- Список заданий
a) Кто в отрывке о «Кон-Тики» спустился с мачты на рассвете и разбудил рассказчика, чтобы показать остров?
b) Пожалуйста, продолжите отрывок о «Кон-Тики», начав сразу после его последнего предложения.
___ Отрывок из текста
Мы видим землю. — Нас относит от Пука-Пука. — Праздничный день у рифа Ангатау. — На пороге рая. — Первые островитяне. — Новая команда «Кон-Тики». — Кнут получил увольнение на берег. — Проигранное сражение. — Нас сндва уносит в океан. — В опасных водах. — От Такуме до Рароиа. — Нас несет в «ведьмин котел». — Во власти бурунов. — Кораблекрушение. — Выброшены на коралловый риф. — Мы находим необитаемый остров.
В ночь на 30 июля «Кон-Тики» окружала какая-то новая, необыкновенная атмосфера. Может быть, оглушающие крики всевозможных морских птиц над нами создавали ощущение, что назревают какие-то события. После того как на протяжении трех месяцев мы слышали, кроме шума океана, лишь однообразный скрип безжизненных веревок, многоголосый крик птиц казался таким возбуждающим и таким земным. А луна, плывшая над нашим наблюдательным пунктом на верхушке мачты, казалась больше и круглее, чем обычно. В нашем воображении в ней отражались верхушки пальм и вся романтика теплокровного мира; над океаном с холодными рыбами луна не сияла таким желтым светом.
В шесть часов Бенгт спустился с верхушки мачты, разбудил Германа и завалился спать. Когда Герман взобрался на скрипящую качающуюся мачту, уже появились первые проблески зари. Через десять минут он снова опустился по веревочной лестнице и потащил меня за ногу.
— Выходите-ка и взгляните на ваш остров!
Лицо Германа сияло; я вскочил, а вслед за мной и Бенгт, который не успел еще заснуть. Толкаясь и мешая друг другу, мы поспешно карабкались как можно выше, пока не достигли места скрещения мачт. Вокруг нас летало множество птиц, а бледная голубовато-фиолетовая полоса на небе отражалась в океане, как последнее напоминание об уходящей ночи. Но вот весь горизонт на востоке стал окрашиваться ярким румянцем, а далеко на юго-востоке небо постепенно приобретало кроваво-красную окраску, и на его фоне вдоль края океана бледной тенью вырисовывалась небольшая черта, как бы проведенная синим карандашом.
Земля! Остров! Мы жадно пожирали его глазами, затем разбудили товарищей; полусонные, они выскочили на палубу и смотрели во все стороны, словно думали, что нос нашего плота вот-вот уткнется в берег. Летавшие с криком морские птицы создавали как бы воздушный мост между нами и отдаленным островом, который все резче выступал на горизонте, по мере того как с приближением солнца и наступлением дня, красный фон разливался по небу и переходил в золотистый. Первой нашей мыслью было, что остров находится не там, где ему полагалось. И так как остров не мог передвинуться, то, очевидно, за ночь плот унесло течением к северу. Нам достаточно было бросить один взгляд на океан, чтобы по направлению волн сразу понять, что за время темноты мы лишились всяких шансов пристать здесь. Там, где мы теперь находились, ветер уже не давал нам возможности направить плот к острову. В районе океана вокруг архипелага Туамоту было много сильных местных течений, которые, натыкаясь на землю, разветвлялись во все стороны; многие из течений меняли свое направление, встречаясь с мощными приливными течениями, двигавшимися взад и вперед через рифы и лагуны.
______
___ Исходные материалы
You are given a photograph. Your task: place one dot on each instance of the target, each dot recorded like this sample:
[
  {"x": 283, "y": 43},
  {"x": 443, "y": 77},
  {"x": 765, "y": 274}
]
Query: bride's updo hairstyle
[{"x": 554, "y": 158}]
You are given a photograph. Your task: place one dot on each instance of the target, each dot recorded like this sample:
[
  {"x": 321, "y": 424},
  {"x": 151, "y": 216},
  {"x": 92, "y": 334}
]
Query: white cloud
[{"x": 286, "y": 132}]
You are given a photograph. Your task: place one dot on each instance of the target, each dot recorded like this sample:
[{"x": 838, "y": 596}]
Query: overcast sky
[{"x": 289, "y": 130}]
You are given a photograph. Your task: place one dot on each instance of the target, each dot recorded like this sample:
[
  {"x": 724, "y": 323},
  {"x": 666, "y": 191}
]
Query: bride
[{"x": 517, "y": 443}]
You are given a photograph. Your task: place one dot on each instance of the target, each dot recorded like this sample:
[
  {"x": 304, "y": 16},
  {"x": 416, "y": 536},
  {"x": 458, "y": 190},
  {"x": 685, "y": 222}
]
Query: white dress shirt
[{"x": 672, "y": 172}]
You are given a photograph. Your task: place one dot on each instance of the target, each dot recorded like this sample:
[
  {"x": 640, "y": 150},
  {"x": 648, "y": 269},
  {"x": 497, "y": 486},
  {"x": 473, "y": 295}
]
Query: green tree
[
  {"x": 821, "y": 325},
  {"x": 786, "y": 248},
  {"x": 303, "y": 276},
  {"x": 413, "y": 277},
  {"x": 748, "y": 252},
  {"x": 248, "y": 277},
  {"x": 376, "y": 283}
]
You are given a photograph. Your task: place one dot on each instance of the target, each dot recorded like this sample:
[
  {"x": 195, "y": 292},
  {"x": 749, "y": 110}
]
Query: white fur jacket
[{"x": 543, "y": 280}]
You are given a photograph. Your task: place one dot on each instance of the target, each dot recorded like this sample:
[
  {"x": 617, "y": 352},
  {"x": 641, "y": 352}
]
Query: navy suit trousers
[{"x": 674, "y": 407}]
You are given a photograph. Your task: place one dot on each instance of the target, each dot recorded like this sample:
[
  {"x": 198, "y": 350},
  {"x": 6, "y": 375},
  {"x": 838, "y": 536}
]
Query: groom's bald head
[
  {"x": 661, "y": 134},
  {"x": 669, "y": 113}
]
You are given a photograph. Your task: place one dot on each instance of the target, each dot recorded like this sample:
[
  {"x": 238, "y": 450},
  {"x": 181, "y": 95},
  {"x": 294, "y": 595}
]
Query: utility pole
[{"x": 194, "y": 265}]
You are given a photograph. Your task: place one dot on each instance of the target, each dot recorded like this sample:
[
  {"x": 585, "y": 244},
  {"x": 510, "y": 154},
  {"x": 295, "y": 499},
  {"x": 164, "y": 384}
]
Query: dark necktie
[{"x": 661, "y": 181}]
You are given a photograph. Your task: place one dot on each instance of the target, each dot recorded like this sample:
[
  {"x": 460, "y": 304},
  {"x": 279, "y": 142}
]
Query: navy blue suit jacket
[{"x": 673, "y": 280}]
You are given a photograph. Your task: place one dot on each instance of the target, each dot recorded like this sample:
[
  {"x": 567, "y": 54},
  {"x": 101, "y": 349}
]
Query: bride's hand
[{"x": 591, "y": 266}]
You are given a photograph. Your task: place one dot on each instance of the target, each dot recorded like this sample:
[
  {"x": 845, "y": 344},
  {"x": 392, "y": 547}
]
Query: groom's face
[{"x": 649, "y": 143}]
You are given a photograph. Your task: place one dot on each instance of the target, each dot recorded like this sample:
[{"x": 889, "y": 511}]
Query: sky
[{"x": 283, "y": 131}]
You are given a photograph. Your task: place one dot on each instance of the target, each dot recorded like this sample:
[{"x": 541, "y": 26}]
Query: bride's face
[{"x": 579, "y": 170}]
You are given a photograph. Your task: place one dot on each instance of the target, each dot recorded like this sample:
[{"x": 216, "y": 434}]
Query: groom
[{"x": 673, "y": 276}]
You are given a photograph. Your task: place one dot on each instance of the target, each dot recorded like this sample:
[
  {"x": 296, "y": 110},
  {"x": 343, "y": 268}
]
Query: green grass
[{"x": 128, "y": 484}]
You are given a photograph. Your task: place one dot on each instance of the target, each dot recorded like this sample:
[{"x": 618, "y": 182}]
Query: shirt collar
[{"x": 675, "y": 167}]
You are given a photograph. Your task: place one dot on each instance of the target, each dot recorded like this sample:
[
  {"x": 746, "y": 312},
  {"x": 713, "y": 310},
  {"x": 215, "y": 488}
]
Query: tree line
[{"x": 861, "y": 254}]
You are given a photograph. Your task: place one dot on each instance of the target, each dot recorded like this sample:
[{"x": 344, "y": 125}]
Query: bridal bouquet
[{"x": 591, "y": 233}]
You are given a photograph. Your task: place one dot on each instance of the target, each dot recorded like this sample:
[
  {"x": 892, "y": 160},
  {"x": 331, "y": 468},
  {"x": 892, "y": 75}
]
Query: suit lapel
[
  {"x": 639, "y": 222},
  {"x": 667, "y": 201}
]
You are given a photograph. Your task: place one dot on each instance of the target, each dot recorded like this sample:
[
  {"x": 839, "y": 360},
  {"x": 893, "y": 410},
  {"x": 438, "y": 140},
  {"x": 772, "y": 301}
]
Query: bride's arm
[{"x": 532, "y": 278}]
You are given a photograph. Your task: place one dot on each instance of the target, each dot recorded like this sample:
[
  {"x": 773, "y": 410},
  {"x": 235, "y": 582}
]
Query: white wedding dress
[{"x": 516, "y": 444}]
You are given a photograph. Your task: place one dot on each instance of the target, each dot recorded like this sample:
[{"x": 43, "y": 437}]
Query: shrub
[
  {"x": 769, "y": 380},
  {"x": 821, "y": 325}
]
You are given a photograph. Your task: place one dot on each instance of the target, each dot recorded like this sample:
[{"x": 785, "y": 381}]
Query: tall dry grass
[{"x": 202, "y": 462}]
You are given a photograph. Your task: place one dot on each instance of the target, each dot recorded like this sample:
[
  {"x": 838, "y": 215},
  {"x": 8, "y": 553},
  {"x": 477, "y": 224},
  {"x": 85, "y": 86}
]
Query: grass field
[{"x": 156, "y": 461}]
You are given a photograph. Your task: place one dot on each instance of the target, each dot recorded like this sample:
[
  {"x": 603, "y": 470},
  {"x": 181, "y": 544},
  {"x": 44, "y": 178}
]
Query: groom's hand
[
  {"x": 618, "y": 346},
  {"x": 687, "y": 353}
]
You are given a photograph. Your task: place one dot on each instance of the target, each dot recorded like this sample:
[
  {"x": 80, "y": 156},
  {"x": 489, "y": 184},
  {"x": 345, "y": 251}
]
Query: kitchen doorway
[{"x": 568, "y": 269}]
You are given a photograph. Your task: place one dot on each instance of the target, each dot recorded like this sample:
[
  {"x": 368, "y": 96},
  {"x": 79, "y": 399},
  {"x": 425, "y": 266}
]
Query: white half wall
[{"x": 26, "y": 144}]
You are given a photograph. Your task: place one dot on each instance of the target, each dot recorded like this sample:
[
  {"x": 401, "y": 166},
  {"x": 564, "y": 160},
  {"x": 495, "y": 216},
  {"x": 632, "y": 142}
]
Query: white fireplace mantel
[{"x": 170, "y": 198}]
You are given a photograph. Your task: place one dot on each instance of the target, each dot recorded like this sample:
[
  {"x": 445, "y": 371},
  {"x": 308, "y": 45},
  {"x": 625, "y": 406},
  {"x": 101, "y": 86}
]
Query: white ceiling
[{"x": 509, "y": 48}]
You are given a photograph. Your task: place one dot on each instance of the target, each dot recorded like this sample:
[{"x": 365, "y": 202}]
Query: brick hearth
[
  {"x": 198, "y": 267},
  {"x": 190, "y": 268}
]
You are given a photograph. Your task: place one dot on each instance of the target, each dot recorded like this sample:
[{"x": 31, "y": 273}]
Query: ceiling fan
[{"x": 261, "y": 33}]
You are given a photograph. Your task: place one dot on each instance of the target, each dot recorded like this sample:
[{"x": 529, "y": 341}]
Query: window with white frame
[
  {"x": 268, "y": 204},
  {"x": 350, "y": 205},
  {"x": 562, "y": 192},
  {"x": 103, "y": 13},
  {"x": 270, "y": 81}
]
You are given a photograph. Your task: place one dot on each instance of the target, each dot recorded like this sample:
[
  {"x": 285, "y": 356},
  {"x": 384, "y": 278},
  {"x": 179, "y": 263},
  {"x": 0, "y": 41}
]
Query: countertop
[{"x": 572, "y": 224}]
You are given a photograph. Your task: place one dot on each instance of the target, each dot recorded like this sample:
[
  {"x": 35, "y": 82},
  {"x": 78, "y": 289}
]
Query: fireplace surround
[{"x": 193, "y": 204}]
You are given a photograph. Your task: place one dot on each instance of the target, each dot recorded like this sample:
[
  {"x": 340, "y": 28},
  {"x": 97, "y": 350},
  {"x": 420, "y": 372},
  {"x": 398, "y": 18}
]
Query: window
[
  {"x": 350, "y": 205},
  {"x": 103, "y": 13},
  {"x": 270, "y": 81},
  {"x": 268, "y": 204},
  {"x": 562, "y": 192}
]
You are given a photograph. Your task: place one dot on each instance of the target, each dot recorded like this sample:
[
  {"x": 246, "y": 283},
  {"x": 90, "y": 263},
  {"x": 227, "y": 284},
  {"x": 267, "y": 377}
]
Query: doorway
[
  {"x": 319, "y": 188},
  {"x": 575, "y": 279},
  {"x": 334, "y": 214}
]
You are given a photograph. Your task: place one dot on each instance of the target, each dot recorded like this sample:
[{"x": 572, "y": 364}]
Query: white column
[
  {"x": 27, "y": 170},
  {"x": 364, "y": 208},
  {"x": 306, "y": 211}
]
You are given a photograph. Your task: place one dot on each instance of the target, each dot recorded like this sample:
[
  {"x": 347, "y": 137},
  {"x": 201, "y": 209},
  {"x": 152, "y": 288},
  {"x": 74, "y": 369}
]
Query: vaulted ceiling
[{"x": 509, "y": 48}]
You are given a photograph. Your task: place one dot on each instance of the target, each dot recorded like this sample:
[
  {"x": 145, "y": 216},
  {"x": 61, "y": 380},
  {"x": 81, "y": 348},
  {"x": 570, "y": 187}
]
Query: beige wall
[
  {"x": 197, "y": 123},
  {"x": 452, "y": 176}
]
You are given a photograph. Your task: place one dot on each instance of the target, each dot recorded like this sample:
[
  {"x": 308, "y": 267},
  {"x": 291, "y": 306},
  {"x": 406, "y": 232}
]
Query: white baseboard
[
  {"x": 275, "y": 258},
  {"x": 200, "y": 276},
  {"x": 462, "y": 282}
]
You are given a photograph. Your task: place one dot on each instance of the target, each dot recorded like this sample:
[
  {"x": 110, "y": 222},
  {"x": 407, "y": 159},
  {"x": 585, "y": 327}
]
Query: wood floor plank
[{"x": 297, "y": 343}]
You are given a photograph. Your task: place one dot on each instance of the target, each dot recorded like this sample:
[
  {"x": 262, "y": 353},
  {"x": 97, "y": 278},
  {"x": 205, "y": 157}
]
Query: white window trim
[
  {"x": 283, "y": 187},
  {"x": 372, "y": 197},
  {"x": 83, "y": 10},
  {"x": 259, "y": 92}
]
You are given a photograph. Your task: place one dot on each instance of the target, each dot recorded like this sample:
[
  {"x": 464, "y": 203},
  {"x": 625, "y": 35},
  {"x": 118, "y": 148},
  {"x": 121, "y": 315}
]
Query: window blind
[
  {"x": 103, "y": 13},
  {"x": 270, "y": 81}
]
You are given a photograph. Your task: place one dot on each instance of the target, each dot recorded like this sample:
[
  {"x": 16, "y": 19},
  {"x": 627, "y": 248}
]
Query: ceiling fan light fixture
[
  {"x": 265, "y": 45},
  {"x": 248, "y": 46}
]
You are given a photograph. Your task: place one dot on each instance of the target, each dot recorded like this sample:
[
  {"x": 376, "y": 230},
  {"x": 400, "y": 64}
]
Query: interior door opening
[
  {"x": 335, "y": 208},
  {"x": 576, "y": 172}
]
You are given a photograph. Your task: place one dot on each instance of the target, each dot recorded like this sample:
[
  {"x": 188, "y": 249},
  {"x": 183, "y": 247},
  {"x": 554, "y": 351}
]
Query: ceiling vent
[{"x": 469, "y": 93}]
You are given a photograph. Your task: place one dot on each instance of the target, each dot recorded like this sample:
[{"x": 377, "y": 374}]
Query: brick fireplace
______
- Ответы к заданиям
a) Герман.

b)
Мы повернули рулевое весло, хотя хорошо знали, что это бесполезно. В половине седьмого солнце взошло над океаном и стало подниматься прямо вверх, как это всегда бывает в тропиках. Остров находился от нас на расстоянии нескольких миль и представлялся нашему взгляду в виде еле выступавшей из воды полоски леса вдоль горизонта. Деревья тесно стояли за узкой светлой лентой берега, который был так низок, что через правильные промежутки времени скрывался за волнами. Согласно определениям Эрика, это был Пука-Пука, самый крайний остров архипелага Туамоту. «Лоция Тихого океана 1940 года», две наши карты и наблюдения Эрика давали четыре различных варианта координат этого острова, но так как вблизи никакой другой земли не существовало, то мы не могли сомневаться, что остров, который мы видели, был Пука-Пука.
Никто из нас не предавался бурным излияниям. Мы подтянули парус, повернули весло и молча стояли на палубе или на верхушке мачты, всматриваясь в землю, которая внезапно появилась посреди беспредельного всеобъемлющего океана. Наконец-то мы воочию убедились в том, что все эти месяцы действительно двигались, а не просто качались на волнах в центре одного и того же извечного, окаймленного горизонтом круга. Впрочем, нам казалось, что мы видим какой-то плавающий остров, неожиданно очутившийся среди синего пустынного океана, в центре которого находилось наше постоянное местожительство, и что этот остров медленно плыл по нашим владениям, направляясь к востоку. Нас всех охватило чувство глубокого удовлетворения и покоя от сознания, что мы действительно достигли Полинезии; но к этому чувству примешивалось легкое мимолетное разочарование оттого, что мы были вынуждены беспомощно смотреть на возникший перед нами, как мираж, остров и продолжать наш бесконечный путь по океану на запад.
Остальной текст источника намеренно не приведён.